What needs to be done: Retype each entry below exactly as it stands.

Excerpts from point annotation data
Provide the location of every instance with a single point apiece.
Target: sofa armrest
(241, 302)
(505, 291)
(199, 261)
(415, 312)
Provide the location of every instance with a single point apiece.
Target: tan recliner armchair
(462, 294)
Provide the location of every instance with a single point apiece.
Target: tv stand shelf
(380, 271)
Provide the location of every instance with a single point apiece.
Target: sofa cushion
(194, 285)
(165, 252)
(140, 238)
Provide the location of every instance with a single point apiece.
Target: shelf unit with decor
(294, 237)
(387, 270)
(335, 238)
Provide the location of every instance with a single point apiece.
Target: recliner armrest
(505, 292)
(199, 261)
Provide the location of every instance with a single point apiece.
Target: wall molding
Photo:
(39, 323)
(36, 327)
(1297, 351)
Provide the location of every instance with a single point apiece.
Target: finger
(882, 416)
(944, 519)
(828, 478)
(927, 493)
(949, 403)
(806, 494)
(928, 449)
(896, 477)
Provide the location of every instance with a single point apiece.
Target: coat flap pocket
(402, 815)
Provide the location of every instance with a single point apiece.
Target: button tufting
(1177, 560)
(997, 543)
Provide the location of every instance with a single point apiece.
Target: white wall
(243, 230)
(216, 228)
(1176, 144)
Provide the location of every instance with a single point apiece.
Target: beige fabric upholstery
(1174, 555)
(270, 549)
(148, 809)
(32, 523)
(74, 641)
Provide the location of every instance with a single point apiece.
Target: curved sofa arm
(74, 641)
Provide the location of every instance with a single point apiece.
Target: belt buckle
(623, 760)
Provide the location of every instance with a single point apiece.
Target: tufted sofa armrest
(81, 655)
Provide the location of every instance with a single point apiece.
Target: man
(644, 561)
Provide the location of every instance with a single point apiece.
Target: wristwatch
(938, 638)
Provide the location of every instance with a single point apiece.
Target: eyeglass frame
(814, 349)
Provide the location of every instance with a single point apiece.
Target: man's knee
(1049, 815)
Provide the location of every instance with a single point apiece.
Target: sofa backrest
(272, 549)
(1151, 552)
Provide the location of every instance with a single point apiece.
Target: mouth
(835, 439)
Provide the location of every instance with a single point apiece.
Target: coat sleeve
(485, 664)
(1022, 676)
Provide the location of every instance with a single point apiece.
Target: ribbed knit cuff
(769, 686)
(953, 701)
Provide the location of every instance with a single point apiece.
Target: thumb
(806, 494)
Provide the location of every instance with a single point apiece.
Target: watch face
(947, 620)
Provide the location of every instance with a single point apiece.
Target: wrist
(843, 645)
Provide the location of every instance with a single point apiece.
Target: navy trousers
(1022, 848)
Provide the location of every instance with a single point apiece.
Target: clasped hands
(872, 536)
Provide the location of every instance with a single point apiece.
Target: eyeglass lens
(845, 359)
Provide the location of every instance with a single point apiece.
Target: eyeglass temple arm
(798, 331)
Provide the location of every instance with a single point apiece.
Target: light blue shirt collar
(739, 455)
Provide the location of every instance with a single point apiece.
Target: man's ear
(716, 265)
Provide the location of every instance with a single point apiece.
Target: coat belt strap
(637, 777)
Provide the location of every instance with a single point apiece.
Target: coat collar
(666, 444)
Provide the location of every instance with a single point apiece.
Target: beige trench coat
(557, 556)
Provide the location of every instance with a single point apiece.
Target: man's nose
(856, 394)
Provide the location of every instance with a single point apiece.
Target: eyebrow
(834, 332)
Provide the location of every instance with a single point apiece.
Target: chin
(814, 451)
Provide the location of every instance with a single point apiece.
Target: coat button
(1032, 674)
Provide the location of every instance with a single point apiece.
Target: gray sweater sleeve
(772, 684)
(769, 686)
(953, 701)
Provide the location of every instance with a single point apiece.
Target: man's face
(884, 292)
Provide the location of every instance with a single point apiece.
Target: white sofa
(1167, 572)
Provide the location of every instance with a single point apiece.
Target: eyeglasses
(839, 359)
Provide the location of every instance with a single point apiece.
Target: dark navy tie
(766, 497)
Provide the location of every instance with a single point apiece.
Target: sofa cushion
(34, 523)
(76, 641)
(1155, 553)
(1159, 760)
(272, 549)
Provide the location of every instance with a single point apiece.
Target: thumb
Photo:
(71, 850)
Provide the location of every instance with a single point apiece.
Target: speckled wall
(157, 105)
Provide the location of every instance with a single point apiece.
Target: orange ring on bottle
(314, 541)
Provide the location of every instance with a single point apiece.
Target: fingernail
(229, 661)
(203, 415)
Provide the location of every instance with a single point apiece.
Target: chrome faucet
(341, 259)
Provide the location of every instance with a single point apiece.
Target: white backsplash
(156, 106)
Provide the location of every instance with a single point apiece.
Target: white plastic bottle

Result of this task:
Provide the location of every instance with a single point apiece.
Target: sofa armrest
(241, 302)
(505, 291)
(199, 261)
(415, 312)
Provide the location of every instance with a single point apiece.
Target: tan recliner armchair
(462, 294)
Provide the location of every instance with a single point apiece.
Target: tv stand shelf
(380, 271)
Provide the location of every instance with a single point apiece.
Target: sofa cushion
(194, 285)
(165, 252)
(140, 238)
Provide the location of every instance with a single point apiece.
Target: shelf unit with decor
(294, 237)
(387, 270)
(335, 238)
Provide the location of every instance with a single point apiece.
Target: recliner armrest
(505, 292)
(199, 261)
Provide the location of every instance with a single point apiece.
Target: wall molding
Photo:
(39, 323)
(36, 327)
(1297, 351)
Provide the location of every instance with a single point apiece.
Target: finger
(882, 416)
(944, 519)
(828, 478)
(927, 493)
(949, 403)
(806, 494)
(928, 449)
(896, 477)
Provide the location of every instance with a single point apiece.
Target: coat flap pocket
(402, 815)
Provide the location of every instance with a single point apiece.
Target: button tufting
(1177, 560)
(997, 543)
Provide the location of every instance with a single point apiece.
Target: white wall
(243, 230)
(216, 228)
(1176, 144)
Provide the location of every instance with a single point apiece.
Target: beige fabric upholstery
(1174, 555)
(270, 549)
(148, 809)
(32, 523)
(74, 641)
Provide the location of every instance with a single point apiece.
Target: curved sofa arm
(74, 641)
Provide the location of every instance with a single point apiece.
Target: belt buckle
(623, 760)
Provide the location of every instance with a single point apiece.
Target: tufted sofa armrest
(81, 655)
Provide the location of every instance with a single point apiece.
Target: man
(644, 561)
Provide the location of every instance with a single point apiece.
Target: wristwatch
(938, 638)
Provide the location of every instance with a single point apiece.
Target: eyeglass frame
(814, 349)
Provide the location of every instance with a single point apiece.
Target: man's knee
(1049, 815)
Provide the location of every instance with a single point apiece.
Target: sofa backrest
(272, 549)
(1151, 552)
Provide the location of every instance with a single point apiece.
Target: mouth
(835, 439)
Provide the location of every instance with a single point apiece.
Target: coat sleeve
(485, 664)
(1022, 676)
Provide the location of every instance with a single point apiece.
Target: ribbed knit cuff
(769, 686)
(953, 701)
Provide the location of every instance with a single point apiece.
Target: thumb
(806, 494)
Provide the location of every instance with a single point apiece.
Target: watch face
(947, 620)
Provide the location of every instance with a single point apiece.
Target: wrist
(843, 645)
Provide the location of every instance with a single point apiece.
Target: navy trousers
(1022, 848)
Provide the location of every instance with a single point apiece.
Target: clasped hands
(872, 536)
Provide the location of every instance with a single point apiece.
Target: eyeglass lens
(845, 359)
Provide the location of every instance with a single point apiece.
Target: eyeglass temple arm
(798, 331)
Provide the location of every instance with a single point apiece.
Target: light blue shirt collar
(739, 455)
Provide the location of every instance with a single point apiece.
Target: man's ear
(716, 265)
Provide the location of every instance with a single point apiece.
Target: coat belt strap
(637, 777)
Provide the location of every instance with a single point apiece.
Target: coat collar
(666, 444)
Provide the location of every instance with a single point apiece.
Target: beige trench coat
(557, 556)
Provide the location of every instance with a single point apiece.
Target: man's nose
(856, 394)
Provide the location of every instance with a single point apiece.
Target: eyebrow
(834, 332)
Provide the location of every instance with a single point apiece.
Target: chin
(814, 451)
Provide the location of every instance with a single point apiece.
Target: coat button
(1032, 674)
Provide the location of every instance with a single point apiece.
Target: gray sweater sleeve
(772, 684)
(769, 686)
(953, 701)
Provide the location of every instance with a single point apiece.
Target: man's face
(884, 292)
Provide the location of every instance with a single point apiece.
Target: white sofa
(1167, 572)
Provide the location of every instance with a single point apiece.
Target: eyeglasses
(839, 359)
Provide the location of every instance with a single point apiece.
Target: dark navy tie
(766, 497)
Provide the location of every instance with a single point apiece.
Target: sofa cushion
(34, 523)
(76, 641)
(1155, 553)
(1159, 760)
(272, 549)
Provide the location of every instance with a single point apiece.
Target: thumb
Photo:
(71, 850)
Provide the location of every instance with a single point apiece.
Target: speckled wall
(157, 105)
Provide the location of every instance with a single point apiece.
Target: orange ring on bottle
(314, 541)
Provide the location of every instance with a single point apiece.
Target: fingernail
(229, 661)
(203, 415)
Provide the location of every instance with a single point apiece.
Target: chrome faucet
(341, 259)
Provide the location of every instance with a single point apiece.
Target: white backsplash
(156, 106)
Provide the location of every instance with a single point apiece.
Target: white plastic bottle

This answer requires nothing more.